■ **EXCERPTED PASSAGE**
He stressed that it had only been one year since China allowed the US to resume beef exports following an outbreak of BSE in 2003, a year in which US beef exports to China earned producers US$3bn. Since the ban was lifted in September 2017, these exports have generated only US$70m, an annual figure that could hit US$4bn if both tariffs and non-tariff trade barriers impeding US beef exports to China were eliminated, said Woodall.

Non-tariff barriers include bans on production technologies and growth promoters such as implanted hormones, “which have been used safely for years”, he argued, expressing hope that the pressure being applied to China by the administration’s tough tariff policies could push Beijing to erase a wider range of trading barriers.

“We are supporting [the US tariff moves],” said Woodall. “The talk is of short-term pain for long-term gain and we’re behind that. We’re behind the President.”

The USA pork industry, however, while partly cushioned by subsidies offered by the Trump administration, is nonetheless hurting from deteriorating trade relations between the US and China, said Dave Warner, spokesman for the National Pork Producers Council.

[Referring expression pointing data]
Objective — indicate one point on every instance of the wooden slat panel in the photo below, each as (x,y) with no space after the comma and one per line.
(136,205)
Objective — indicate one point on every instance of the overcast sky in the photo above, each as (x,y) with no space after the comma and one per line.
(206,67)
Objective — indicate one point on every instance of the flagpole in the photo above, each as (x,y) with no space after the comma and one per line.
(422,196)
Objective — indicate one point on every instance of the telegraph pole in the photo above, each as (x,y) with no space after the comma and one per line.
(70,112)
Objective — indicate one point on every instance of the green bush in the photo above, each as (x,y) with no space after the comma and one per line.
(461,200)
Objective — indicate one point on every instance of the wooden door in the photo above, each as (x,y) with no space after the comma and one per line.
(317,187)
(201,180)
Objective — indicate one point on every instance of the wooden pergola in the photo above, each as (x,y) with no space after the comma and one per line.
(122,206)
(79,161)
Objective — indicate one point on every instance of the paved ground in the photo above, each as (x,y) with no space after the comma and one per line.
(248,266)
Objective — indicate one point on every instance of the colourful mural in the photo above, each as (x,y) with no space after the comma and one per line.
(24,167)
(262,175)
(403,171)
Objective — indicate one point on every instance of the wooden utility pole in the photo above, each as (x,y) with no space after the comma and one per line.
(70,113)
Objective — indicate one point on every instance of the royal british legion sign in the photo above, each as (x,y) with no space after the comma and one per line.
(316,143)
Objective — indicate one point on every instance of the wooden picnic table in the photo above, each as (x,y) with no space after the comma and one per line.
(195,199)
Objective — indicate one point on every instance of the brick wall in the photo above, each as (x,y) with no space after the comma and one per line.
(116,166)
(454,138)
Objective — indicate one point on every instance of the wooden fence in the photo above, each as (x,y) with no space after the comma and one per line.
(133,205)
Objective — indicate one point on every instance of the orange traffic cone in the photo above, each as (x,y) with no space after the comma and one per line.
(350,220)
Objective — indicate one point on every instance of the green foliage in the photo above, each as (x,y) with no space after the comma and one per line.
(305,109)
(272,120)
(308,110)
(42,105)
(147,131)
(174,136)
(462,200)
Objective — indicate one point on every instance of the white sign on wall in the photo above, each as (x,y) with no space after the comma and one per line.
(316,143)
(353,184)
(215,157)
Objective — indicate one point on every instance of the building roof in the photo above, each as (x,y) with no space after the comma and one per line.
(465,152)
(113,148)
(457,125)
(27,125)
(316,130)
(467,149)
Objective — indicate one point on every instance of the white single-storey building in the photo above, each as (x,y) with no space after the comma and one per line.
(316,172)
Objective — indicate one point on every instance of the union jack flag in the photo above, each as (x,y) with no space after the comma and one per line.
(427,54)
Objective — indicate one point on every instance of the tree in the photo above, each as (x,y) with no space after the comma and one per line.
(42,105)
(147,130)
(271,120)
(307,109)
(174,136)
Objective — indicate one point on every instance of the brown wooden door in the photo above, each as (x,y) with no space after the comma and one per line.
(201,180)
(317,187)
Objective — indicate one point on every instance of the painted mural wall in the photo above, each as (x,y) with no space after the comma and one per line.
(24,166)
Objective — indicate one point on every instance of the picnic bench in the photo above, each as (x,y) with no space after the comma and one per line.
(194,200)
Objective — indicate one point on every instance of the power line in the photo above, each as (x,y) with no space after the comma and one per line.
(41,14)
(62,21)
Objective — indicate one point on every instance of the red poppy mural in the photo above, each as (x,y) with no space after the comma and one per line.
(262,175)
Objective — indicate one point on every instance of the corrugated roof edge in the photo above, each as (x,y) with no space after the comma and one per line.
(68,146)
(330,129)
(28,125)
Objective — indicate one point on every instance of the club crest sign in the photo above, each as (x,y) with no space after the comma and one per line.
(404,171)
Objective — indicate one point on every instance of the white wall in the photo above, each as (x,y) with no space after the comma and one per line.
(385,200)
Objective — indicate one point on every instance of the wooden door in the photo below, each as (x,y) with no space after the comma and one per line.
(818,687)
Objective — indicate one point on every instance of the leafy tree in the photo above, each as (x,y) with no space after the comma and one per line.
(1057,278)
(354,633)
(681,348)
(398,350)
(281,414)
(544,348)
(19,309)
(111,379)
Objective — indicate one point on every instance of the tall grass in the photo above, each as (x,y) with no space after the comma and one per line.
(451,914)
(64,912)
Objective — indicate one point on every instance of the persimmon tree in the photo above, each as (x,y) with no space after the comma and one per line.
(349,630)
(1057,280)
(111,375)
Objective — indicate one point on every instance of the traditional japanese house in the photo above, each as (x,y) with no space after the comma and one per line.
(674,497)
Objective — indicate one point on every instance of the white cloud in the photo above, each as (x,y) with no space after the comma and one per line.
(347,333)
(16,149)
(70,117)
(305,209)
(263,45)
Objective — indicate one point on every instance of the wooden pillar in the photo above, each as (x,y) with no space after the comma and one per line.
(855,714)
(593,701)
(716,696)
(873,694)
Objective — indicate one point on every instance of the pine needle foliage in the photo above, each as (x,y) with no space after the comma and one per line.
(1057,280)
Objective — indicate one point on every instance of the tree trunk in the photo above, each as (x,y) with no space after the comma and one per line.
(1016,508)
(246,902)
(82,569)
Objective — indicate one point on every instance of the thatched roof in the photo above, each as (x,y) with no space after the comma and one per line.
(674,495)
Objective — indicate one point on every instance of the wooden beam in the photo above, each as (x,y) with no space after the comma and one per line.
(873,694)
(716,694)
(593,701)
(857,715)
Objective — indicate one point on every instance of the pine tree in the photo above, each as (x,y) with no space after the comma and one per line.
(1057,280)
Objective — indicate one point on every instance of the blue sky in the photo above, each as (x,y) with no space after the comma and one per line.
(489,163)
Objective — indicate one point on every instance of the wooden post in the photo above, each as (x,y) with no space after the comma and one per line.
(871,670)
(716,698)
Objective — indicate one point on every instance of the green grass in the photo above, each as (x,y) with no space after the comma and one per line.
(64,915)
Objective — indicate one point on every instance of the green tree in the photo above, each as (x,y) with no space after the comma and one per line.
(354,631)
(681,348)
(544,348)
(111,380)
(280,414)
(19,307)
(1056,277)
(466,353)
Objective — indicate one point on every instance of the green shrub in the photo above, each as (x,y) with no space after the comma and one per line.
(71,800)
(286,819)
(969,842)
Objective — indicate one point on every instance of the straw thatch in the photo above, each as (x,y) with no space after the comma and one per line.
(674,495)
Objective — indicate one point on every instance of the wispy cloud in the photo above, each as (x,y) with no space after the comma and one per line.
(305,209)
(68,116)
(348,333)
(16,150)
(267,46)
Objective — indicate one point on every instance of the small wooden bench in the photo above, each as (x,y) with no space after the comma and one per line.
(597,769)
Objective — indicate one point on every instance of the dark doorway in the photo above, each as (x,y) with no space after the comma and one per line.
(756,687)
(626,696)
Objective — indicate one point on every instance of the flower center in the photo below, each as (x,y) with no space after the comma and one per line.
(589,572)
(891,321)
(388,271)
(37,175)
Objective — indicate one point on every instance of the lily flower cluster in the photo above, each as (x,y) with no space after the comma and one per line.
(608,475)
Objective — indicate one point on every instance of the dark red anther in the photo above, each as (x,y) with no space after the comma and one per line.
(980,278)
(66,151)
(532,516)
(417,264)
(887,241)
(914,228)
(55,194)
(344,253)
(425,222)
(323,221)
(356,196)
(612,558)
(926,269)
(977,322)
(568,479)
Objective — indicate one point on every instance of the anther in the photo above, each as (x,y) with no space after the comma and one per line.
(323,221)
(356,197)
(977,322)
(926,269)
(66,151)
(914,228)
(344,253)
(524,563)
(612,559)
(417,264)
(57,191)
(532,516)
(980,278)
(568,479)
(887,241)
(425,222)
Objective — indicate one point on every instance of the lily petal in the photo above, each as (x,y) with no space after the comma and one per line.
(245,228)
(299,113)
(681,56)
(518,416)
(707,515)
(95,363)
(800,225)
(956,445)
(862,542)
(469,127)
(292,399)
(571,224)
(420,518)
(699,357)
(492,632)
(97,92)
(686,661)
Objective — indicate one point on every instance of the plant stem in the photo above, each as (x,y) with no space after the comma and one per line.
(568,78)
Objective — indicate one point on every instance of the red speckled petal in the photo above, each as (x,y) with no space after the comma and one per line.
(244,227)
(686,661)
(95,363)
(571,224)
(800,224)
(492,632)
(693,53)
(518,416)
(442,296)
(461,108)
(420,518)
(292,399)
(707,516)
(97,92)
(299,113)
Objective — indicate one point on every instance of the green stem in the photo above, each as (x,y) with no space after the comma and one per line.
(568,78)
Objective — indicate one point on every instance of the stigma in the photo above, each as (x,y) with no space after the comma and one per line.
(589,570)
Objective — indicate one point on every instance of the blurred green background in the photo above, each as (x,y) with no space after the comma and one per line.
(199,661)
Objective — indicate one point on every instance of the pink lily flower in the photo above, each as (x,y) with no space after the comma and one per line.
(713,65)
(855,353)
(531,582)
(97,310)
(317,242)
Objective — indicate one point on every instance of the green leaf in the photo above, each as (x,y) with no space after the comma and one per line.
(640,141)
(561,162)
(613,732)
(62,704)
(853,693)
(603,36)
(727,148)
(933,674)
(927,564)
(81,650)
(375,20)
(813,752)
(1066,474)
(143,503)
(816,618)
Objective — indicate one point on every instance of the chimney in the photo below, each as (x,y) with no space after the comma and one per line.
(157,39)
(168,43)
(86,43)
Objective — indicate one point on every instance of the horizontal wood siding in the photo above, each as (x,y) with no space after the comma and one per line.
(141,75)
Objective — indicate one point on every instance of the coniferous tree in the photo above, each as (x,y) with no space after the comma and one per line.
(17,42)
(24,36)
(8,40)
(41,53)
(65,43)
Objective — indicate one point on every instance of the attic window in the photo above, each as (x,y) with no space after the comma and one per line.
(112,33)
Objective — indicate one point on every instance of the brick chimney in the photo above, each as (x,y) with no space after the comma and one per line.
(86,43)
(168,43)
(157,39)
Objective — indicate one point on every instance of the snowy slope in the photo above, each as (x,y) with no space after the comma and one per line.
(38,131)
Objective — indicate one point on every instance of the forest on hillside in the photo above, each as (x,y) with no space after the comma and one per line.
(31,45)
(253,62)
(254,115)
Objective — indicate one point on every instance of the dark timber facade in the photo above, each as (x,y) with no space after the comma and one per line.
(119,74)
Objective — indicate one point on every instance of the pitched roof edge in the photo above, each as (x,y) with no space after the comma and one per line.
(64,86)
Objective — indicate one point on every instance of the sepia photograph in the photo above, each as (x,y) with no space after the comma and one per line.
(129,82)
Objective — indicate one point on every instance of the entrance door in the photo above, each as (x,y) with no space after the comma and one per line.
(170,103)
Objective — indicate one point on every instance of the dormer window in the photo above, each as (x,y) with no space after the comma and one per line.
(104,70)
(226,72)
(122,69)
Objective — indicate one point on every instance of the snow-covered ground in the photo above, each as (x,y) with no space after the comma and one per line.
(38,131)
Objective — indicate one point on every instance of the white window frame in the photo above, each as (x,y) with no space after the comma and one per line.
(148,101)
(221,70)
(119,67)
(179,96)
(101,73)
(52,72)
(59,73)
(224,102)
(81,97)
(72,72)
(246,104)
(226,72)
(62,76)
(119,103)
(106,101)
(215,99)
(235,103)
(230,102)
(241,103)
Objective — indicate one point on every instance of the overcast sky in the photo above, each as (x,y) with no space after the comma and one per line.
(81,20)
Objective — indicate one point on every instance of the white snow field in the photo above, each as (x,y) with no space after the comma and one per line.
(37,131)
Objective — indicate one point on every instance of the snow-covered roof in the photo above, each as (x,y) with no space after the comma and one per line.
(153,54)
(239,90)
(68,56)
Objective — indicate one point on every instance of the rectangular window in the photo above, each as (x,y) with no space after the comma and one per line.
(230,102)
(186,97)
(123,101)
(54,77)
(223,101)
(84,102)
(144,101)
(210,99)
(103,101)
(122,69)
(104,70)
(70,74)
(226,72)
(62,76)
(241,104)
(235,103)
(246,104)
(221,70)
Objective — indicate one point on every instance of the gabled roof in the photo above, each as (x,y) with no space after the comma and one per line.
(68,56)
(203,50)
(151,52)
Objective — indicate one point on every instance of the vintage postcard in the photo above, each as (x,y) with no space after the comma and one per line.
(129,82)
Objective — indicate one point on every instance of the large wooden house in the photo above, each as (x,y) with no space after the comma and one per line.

■ **COMPLETE THE FOLLOWING**
a) List every dollar amount given in the passage on US meat exports to China.
b) Please transcribe the passage on US meat exports to China between "Non-tariff barriers include" and "of trading barriers.", inclusive.

■ **RESULTS FOR THE EXERCISE**
a) US$3bn, US$70m, US$4bn

b)
Non-tariff barriers include bans on production technologies and growth promoters such as implanted hormones, “which have been used safely for years”, he argued, expressing hope that the pressure being applied to China by the administration’s tough tariff policies could push Beijing to erase a wider range of trading barriers.